------ SUPPLIED ENTRIES
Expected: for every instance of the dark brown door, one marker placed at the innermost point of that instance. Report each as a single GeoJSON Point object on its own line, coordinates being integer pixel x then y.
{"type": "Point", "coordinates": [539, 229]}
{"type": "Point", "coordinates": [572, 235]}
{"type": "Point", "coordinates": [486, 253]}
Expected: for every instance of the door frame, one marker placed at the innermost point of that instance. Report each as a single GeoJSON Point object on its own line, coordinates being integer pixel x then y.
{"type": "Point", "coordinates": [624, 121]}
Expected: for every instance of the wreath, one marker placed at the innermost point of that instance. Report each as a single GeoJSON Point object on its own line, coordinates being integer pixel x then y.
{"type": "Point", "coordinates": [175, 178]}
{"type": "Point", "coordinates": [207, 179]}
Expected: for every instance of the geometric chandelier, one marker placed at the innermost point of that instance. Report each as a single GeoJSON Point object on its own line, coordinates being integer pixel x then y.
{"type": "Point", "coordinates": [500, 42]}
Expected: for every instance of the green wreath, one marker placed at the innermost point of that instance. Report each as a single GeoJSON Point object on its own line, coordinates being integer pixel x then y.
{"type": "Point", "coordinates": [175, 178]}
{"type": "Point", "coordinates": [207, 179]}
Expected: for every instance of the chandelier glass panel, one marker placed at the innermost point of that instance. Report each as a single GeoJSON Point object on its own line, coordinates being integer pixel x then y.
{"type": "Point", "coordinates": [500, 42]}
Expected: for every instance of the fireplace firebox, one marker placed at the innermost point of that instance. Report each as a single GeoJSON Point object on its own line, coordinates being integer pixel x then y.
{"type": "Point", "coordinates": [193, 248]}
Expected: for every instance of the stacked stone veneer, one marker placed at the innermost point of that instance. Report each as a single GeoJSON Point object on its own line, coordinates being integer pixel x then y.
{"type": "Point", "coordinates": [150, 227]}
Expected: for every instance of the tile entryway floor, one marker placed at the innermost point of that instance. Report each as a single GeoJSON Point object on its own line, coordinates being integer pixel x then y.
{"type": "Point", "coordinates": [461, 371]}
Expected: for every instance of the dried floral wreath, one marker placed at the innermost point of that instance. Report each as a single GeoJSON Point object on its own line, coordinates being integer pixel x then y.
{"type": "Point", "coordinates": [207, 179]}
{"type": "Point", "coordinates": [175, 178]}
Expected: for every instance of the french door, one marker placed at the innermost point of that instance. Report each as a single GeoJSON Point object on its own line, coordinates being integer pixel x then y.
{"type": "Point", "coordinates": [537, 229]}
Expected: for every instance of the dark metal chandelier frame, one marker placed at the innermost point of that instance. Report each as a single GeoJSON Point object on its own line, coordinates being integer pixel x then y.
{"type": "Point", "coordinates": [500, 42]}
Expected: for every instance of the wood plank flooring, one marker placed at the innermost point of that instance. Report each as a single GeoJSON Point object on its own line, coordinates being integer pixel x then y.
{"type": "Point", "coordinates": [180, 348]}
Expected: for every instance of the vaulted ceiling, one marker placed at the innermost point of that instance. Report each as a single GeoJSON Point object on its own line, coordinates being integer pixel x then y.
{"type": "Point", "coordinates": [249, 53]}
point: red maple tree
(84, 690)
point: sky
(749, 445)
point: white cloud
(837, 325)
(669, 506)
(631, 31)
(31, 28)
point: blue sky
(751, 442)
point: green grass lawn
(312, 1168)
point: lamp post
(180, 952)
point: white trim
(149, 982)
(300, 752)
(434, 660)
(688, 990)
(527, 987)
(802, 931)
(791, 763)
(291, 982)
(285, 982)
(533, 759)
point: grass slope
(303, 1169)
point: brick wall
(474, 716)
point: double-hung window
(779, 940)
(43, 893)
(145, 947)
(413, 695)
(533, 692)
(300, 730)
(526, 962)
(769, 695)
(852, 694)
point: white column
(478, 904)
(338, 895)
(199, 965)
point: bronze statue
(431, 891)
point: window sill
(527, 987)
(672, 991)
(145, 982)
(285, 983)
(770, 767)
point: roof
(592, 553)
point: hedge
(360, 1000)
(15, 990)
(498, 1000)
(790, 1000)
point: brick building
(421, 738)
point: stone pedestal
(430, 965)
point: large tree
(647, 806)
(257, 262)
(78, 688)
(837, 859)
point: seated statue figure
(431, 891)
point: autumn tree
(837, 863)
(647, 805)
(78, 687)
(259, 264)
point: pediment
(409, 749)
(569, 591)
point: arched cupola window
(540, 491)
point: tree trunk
------------
**WHAT YOU NEED TO DO**
Your reply should contain each entry, copied without alteration.

**ANSWER BOX**
Expected: for every instance of the dark brown door, one marker placed at the innermost point of that instance. Report each as a single GeoJSON Point object on its own line, coordinates being integer pixel x then y.
{"type": "Point", "coordinates": [539, 229]}
{"type": "Point", "coordinates": [572, 235]}
{"type": "Point", "coordinates": [486, 253]}
Expected: for every instance of the door frame, one marker placed at the innermost point of that instance. Report each as a single GeoJSON Point object on its own line, coordinates being integer pixel x then y.
{"type": "Point", "coordinates": [624, 121]}
Expected: for every instance of the wreath, one marker placed at the innermost point of that instance. Report each as a single GeoJSON Point object on its own line, coordinates being integer pixel x then y.
{"type": "Point", "coordinates": [175, 178]}
{"type": "Point", "coordinates": [207, 179]}
Expected: for every instance of the geometric chandelier, one marker placed at the innermost point of that instance. Report each as a single GeoJSON Point object on its own line, coordinates being integer pixel x then y.
{"type": "Point", "coordinates": [500, 42]}
Expected: for every instance of the green wreath, one marker placed at the innermost point of that instance. Report each as a single GeoJSON Point object on its own line, coordinates being integer pixel x then y.
{"type": "Point", "coordinates": [175, 178]}
{"type": "Point", "coordinates": [207, 179]}
Expected: for every instance of the chandelier glass panel, one marker placed at the innermost point of that instance. Report each as a single GeoJSON Point object on its own line, coordinates being integer pixel x then y.
{"type": "Point", "coordinates": [500, 42]}
Expected: for every instance of the fireplace firebox, one marker placed at the innermost point of that instance. Report each as a single GeoJSON Point object on its own line, coordinates being integer pixel x then y.
{"type": "Point", "coordinates": [193, 248]}
Expected: for every instance of the stacked stone veneer, one marker placed at the innermost point of that instance. Report each as a single GeoJSON Point object on its own line, coordinates being integer pixel x then y.
{"type": "Point", "coordinates": [150, 227]}
Expected: for every instance of the tile entryway floor, one marker placed at the innermost point of that instance. Report each as a single GeoJSON Point object on its own line, coordinates being integer pixel x then y.
{"type": "Point", "coordinates": [461, 371]}
Expected: for every instance of the dried floral wreath, one marker placed at the innermost point of that instance. Report each as a single GeoJSON Point object on its own line, coordinates being integer pixel x then y.
{"type": "Point", "coordinates": [207, 179]}
{"type": "Point", "coordinates": [175, 178]}
Expected: for every instance of the french door, one marker placed at the innermost point of that instance. Report each as a single GeoJSON Point object on its own line, coordinates being integer pixel x then y.
{"type": "Point", "coordinates": [537, 229]}
Expected: for every instance of the dark metal chandelier frame, one marker placed at the innermost point of that instance. Report each as a single GeoJSON Point object on its own line, coordinates being integer pixel x then y.
{"type": "Point", "coordinates": [500, 42]}
Expected: for every instance of the wood plank flooring, one marker placed at the innermost point of that instance. Report each as a single GeoJSON Point object on its own line, coordinates being integer pixel x then y.
{"type": "Point", "coordinates": [180, 348]}
Expected: for every instance of the vaulted ceiling, one marker placed at the innermost point of that instance. Report each as a single GeoJSON Point object on its own line, coordinates being integer pixel x then y.
{"type": "Point", "coordinates": [249, 53]}
point: red maple tree
(84, 690)
point: sky
(749, 445)
point: white cloud
(837, 325)
(669, 506)
(631, 31)
(31, 28)
point: blue sky
(751, 442)
point: green grass lawn
(312, 1168)
point: lamp post
(180, 952)
point: white trim
(149, 982)
(300, 752)
(434, 660)
(688, 990)
(527, 987)
(802, 931)
(791, 763)
(291, 982)
(285, 982)
(533, 759)
point: grass slope
(303, 1169)
point: brick wall
(474, 716)
point: double-hung window
(779, 940)
(43, 893)
(145, 947)
(413, 695)
(533, 692)
(300, 730)
(526, 962)
(769, 695)
(852, 694)
point: white column
(478, 904)
(338, 895)
(199, 965)
point: bronze statue
(431, 891)
point: window sill
(527, 987)
(672, 991)
(145, 982)
(285, 983)
(770, 767)
point: roof
(592, 553)
point: hedge
(360, 1000)
(15, 990)
(498, 1000)
(790, 1000)
point: brick building
(421, 738)
point: stone pedestal
(430, 965)
point: large tree
(647, 806)
(257, 262)
(78, 688)
(837, 859)
point: seated statue figure
(431, 891)
point: autumn tree
(837, 863)
(647, 805)
(78, 687)
(259, 264)
point: pediment
(409, 749)
(569, 591)
point: arched cupola window
(540, 491)
point: tree trunk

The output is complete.